---------- DATA FOR PROCESSING

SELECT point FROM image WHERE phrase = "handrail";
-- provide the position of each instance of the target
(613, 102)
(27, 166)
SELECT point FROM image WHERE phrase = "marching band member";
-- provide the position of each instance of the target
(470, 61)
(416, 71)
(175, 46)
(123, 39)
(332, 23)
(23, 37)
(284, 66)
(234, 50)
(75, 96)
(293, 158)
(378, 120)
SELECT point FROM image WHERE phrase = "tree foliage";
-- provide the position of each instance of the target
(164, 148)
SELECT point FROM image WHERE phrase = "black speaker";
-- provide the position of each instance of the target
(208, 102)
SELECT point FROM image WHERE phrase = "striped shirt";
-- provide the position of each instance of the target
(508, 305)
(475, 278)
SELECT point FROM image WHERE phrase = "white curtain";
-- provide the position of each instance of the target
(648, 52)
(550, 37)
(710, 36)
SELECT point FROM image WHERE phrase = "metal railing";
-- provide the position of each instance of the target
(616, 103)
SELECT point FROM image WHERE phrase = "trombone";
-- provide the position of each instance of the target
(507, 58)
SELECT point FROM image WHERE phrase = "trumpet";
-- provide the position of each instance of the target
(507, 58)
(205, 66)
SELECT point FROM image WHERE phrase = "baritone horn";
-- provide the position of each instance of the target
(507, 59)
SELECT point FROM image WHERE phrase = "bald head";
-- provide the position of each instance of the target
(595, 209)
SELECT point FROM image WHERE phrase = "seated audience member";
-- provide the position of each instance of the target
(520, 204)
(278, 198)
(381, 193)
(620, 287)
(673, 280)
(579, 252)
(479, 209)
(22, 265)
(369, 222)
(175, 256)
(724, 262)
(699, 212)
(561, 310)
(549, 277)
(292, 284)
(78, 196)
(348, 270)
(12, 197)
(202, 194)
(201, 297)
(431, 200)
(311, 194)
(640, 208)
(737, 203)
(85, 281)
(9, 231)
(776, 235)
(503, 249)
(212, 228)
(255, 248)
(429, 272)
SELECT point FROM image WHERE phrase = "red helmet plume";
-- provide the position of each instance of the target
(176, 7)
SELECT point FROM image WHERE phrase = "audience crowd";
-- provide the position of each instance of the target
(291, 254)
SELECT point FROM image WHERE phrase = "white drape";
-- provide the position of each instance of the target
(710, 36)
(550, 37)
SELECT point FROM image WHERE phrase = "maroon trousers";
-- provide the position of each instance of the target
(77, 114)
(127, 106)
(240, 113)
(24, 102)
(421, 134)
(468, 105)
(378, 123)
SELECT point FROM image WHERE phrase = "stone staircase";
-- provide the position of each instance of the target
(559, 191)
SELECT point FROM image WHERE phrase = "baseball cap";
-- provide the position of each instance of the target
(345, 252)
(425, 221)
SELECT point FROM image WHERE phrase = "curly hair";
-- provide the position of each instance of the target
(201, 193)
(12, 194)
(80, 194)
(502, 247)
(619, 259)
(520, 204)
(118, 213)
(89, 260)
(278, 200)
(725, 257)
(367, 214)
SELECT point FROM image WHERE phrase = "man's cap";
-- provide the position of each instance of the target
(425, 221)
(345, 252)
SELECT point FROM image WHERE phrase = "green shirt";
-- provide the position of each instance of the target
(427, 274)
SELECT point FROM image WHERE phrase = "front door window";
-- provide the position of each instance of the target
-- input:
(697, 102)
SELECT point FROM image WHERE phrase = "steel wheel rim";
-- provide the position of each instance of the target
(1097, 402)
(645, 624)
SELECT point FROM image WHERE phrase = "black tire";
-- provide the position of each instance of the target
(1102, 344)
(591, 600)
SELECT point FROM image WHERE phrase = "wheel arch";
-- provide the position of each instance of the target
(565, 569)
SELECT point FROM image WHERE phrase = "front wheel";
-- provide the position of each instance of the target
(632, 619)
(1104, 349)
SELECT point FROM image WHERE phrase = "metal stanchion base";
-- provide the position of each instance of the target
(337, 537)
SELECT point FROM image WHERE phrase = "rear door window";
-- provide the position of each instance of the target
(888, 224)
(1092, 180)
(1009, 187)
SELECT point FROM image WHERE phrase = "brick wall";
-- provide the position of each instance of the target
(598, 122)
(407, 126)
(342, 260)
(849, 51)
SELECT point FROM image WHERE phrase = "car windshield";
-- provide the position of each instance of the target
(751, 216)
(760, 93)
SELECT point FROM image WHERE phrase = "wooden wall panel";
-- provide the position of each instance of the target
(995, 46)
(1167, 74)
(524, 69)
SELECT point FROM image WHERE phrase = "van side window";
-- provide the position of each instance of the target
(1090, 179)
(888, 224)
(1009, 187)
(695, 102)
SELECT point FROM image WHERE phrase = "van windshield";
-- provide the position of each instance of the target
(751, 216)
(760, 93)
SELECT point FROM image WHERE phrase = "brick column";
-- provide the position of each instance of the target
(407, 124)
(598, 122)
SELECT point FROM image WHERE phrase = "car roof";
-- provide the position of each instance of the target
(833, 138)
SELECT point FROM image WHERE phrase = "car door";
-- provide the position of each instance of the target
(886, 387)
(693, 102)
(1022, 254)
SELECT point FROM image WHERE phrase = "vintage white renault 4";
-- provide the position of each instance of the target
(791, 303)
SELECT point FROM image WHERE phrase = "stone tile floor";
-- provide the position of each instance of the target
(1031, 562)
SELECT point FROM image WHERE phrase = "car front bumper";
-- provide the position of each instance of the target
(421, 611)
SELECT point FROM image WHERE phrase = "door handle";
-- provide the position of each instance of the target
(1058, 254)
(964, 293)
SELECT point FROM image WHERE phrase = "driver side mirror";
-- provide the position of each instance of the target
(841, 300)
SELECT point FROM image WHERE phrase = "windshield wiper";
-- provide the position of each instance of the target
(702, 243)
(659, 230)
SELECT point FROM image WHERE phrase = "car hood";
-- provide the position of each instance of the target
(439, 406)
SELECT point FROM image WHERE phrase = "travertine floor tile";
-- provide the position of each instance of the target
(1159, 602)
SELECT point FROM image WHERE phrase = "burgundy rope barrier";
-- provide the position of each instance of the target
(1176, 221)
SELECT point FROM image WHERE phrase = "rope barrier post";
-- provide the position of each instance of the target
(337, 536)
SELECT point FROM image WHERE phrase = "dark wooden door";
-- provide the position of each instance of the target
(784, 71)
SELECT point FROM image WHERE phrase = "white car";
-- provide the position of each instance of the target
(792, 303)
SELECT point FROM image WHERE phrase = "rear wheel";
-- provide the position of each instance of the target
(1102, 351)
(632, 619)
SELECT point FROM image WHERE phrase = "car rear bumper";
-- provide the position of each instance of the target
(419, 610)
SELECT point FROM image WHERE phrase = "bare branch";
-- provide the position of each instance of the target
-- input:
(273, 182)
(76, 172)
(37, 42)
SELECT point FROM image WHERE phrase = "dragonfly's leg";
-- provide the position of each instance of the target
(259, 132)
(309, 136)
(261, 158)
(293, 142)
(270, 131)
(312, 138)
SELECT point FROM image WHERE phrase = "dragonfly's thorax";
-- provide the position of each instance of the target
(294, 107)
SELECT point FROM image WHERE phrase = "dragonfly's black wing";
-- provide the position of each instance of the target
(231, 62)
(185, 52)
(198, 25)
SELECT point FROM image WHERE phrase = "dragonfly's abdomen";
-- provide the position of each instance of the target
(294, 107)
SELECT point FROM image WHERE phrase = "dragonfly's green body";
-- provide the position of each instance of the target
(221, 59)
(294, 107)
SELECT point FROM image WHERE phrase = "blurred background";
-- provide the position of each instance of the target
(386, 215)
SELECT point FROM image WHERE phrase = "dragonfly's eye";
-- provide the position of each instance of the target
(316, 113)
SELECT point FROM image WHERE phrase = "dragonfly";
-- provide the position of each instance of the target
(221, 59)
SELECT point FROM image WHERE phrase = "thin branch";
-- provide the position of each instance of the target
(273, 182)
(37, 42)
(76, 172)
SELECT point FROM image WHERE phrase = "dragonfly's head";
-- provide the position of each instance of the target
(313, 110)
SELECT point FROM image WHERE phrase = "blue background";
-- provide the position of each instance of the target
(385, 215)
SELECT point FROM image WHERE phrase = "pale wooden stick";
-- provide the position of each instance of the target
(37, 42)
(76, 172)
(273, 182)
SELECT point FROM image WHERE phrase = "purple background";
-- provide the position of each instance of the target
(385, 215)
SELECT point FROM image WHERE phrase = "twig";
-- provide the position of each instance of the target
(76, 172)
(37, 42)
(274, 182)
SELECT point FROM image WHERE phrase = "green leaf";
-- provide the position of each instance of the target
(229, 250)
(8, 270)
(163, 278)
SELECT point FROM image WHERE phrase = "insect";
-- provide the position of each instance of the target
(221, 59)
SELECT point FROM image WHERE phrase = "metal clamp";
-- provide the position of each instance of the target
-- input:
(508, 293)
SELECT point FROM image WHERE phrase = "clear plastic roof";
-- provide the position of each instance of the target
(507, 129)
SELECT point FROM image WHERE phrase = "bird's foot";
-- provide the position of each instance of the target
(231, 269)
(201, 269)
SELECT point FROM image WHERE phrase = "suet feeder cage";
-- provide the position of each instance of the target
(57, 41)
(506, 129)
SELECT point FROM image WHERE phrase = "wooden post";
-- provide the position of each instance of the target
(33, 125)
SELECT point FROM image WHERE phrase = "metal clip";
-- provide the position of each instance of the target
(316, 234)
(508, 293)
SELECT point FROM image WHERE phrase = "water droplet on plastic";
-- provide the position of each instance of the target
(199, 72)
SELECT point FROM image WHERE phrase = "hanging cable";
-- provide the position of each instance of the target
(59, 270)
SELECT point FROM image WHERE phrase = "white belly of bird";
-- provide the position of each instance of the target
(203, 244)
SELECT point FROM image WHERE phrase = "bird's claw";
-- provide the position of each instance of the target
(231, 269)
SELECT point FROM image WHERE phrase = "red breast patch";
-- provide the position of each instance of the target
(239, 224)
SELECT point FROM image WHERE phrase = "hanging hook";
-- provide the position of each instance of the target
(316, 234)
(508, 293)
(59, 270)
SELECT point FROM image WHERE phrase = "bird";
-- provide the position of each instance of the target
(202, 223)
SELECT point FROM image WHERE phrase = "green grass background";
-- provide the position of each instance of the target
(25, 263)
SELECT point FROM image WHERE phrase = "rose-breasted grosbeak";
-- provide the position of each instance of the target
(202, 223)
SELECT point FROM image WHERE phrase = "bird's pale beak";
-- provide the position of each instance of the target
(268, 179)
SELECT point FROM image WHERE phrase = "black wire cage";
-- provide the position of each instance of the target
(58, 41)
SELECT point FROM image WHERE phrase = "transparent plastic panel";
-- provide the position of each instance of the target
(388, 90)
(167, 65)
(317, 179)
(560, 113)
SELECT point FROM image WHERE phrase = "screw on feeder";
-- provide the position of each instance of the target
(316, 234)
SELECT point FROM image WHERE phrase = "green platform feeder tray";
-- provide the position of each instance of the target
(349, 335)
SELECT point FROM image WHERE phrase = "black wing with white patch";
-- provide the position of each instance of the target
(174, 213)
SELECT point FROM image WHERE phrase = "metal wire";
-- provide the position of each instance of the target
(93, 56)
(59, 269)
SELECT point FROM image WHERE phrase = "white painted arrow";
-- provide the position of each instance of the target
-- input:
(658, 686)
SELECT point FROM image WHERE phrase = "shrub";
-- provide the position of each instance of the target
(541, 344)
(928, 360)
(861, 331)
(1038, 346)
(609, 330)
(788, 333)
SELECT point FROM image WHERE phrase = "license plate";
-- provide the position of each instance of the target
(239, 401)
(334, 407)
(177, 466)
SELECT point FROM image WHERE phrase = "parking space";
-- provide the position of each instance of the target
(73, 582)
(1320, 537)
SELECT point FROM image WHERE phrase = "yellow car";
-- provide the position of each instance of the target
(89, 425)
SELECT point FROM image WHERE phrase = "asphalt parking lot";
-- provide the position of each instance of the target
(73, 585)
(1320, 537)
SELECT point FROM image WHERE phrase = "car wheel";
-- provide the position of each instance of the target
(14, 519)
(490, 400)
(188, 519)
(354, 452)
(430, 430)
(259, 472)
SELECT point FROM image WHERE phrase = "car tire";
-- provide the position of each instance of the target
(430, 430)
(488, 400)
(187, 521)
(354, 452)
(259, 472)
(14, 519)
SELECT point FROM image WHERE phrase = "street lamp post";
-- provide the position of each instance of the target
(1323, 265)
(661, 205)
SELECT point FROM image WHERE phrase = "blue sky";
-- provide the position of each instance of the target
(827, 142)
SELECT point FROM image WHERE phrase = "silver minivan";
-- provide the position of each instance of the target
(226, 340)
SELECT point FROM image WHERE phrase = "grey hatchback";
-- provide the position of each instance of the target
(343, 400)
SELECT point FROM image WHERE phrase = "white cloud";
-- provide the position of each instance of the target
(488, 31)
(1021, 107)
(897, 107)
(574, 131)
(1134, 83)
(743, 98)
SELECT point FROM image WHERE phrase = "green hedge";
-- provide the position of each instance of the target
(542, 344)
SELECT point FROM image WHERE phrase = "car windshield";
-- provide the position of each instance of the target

--------------------

• WHAT NEEDS TO BE DONE: Filter the data above and copy every line that contains the word "wire", treating uppercase and lowercase as different.

• RESPONSE:
SELECT point FROM image WHERE phrase = "black wire cage";
SELECT point FROM image WHERE phrase = "metal wire";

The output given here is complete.